_Directions:_
Locate every line in the rows below that contains the word "white", and copy each of those lines.

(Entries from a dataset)
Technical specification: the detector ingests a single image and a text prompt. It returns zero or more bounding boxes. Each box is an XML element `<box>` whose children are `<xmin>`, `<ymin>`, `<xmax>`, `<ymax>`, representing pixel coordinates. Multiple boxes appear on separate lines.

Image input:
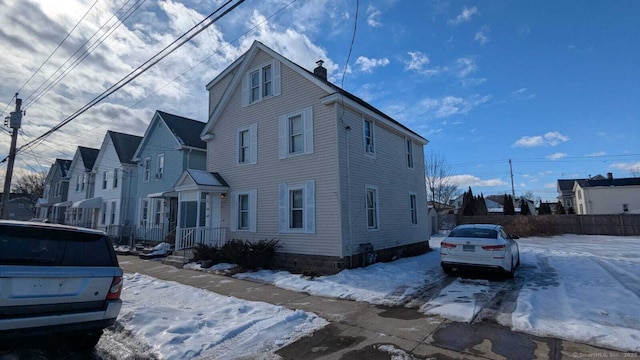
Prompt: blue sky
<box><xmin>0</xmin><ymin>0</ymin><xmax>640</xmax><ymax>200</ymax></box>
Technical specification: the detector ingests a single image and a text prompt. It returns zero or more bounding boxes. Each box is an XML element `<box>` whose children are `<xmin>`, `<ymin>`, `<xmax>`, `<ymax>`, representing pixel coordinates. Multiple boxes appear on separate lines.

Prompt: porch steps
<box><xmin>162</xmin><ymin>249</ymin><xmax>193</xmax><ymax>268</ymax></box>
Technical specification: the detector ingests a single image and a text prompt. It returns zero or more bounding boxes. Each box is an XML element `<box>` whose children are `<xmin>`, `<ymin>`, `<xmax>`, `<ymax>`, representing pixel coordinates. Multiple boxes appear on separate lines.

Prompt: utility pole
<box><xmin>0</xmin><ymin>93</ymin><xmax>22</xmax><ymax>219</ymax></box>
<box><xmin>509</xmin><ymin>159</ymin><xmax>516</xmax><ymax>200</ymax></box>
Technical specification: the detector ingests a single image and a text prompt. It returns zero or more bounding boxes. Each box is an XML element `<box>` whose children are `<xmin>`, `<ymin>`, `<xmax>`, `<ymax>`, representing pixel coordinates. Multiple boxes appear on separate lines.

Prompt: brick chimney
<box><xmin>313</xmin><ymin>60</ymin><xmax>327</xmax><ymax>81</ymax></box>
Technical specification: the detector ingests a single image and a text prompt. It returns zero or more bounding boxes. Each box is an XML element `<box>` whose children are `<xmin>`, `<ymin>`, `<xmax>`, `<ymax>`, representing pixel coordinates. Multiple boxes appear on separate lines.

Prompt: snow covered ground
<box><xmin>112</xmin><ymin>274</ymin><xmax>327</xmax><ymax>360</ymax></box>
<box><xmin>236</xmin><ymin>235</ymin><xmax>640</xmax><ymax>351</ymax></box>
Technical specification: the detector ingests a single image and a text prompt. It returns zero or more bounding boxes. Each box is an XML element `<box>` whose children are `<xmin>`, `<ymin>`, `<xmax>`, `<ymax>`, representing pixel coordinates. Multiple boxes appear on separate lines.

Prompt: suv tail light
<box><xmin>107</xmin><ymin>276</ymin><xmax>122</xmax><ymax>300</ymax></box>
<box><xmin>482</xmin><ymin>245</ymin><xmax>506</xmax><ymax>251</ymax></box>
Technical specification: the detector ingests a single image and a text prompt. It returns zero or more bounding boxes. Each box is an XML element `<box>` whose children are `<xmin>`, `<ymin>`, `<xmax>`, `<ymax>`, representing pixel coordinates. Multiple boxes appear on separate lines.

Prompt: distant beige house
<box><xmin>573</xmin><ymin>173</ymin><xmax>640</xmax><ymax>215</ymax></box>
<box><xmin>175</xmin><ymin>42</ymin><xmax>430</xmax><ymax>273</ymax></box>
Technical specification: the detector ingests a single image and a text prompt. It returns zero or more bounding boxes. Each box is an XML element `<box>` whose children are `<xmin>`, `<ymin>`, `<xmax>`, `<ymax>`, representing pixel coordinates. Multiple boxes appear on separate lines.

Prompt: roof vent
<box><xmin>313</xmin><ymin>60</ymin><xmax>327</xmax><ymax>81</ymax></box>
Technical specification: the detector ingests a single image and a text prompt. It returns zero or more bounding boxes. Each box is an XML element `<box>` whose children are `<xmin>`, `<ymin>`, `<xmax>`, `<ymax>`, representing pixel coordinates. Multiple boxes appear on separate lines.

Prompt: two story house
<box><xmin>91</xmin><ymin>130</ymin><xmax>142</xmax><ymax>237</ymax></box>
<box><xmin>573</xmin><ymin>173</ymin><xmax>640</xmax><ymax>215</ymax></box>
<box><xmin>175</xmin><ymin>42</ymin><xmax>430</xmax><ymax>273</ymax></box>
<box><xmin>66</xmin><ymin>146</ymin><xmax>101</xmax><ymax>228</ymax></box>
<box><xmin>36</xmin><ymin>159</ymin><xmax>71</xmax><ymax>224</ymax></box>
<box><xmin>133</xmin><ymin>111</ymin><xmax>207</xmax><ymax>241</ymax></box>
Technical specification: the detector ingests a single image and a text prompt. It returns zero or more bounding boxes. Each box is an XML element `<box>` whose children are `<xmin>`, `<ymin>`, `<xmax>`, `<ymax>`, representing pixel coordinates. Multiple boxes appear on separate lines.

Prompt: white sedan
<box><xmin>440</xmin><ymin>224</ymin><xmax>520</xmax><ymax>276</ymax></box>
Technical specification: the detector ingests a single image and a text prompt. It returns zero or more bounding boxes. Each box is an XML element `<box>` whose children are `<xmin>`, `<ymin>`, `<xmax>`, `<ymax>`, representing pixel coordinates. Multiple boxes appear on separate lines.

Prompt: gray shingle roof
<box><xmin>78</xmin><ymin>146</ymin><xmax>100</xmax><ymax>171</ymax></box>
<box><xmin>107</xmin><ymin>130</ymin><xmax>142</xmax><ymax>164</ymax></box>
<box><xmin>157</xmin><ymin>110</ymin><xmax>207</xmax><ymax>149</ymax></box>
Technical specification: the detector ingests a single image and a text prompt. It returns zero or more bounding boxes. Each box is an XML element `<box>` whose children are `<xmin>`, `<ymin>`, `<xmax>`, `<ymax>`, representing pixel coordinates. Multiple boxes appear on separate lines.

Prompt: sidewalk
<box><xmin>118</xmin><ymin>256</ymin><xmax>635</xmax><ymax>359</ymax></box>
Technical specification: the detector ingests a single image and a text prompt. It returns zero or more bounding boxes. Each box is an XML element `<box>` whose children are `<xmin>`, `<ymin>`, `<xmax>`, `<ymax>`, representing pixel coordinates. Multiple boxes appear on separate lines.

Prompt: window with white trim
<box><xmin>278</xmin><ymin>106</ymin><xmax>313</xmax><ymax>159</ymax></box>
<box><xmin>278</xmin><ymin>180</ymin><xmax>316</xmax><ymax>234</ymax></box>
<box><xmin>409</xmin><ymin>194</ymin><xmax>418</xmax><ymax>225</ymax></box>
<box><xmin>242</xmin><ymin>60</ymin><xmax>280</xmax><ymax>106</ymax></box>
<box><xmin>102</xmin><ymin>171</ymin><xmax>109</xmax><ymax>190</ymax></box>
<box><xmin>113</xmin><ymin>169</ymin><xmax>119</xmax><ymax>189</ymax></box>
<box><xmin>156</xmin><ymin>154</ymin><xmax>164</xmax><ymax>179</ymax></box>
<box><xmin>140</xmin><ymin>199</ymin><xmax>149</xmax><ymax>227</ymax></box>
<box><xmin>109</xmin><ymin>201</ymin><xmax>117</xmax><ymax>225</ymax></box>
<box><xmin>405</xmin><ymin>139</ymin><xmax>413</xmax><ymax>169</ymax></box>
<box><xmin>231</xmin><ymin>189</ymin><xmax>258</xmax><ymax>232</ymax></box>
<box><xmin>142</xmin><ymin>157</ymin><xmax>151</xmax><ymax>182</ymax></box>
<box><xmin>362</xmin><ymin>119</ymin><xmax>376</xmax><ymax>155</ymax></box>
<box><xmin>236</xmin><ymin>124</ymin><xmax>258</xmax><ymax>165</ymax></box>
<box><xmin>365</xmin><ymin>185</ymin><xmax>380</xmax><ymax>230</ymax></box>
<box><xmin>100</xmin><ymin>201</ymin><xmax>107</xmax><ymax>225</ymax></box>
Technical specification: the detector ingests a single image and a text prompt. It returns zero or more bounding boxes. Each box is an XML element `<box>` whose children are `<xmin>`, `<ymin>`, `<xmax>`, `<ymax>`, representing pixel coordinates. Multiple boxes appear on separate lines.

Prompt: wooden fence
<box><xmin>456</xmin><ymin>214</ymin><xmax>640</xmax><ymax>236</ymax></box>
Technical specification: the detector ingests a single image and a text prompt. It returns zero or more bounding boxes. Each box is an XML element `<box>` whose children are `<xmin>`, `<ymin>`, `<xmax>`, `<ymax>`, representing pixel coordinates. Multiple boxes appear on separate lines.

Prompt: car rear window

_Task output:_
Prompt: white sedan
Prompt: window with white trim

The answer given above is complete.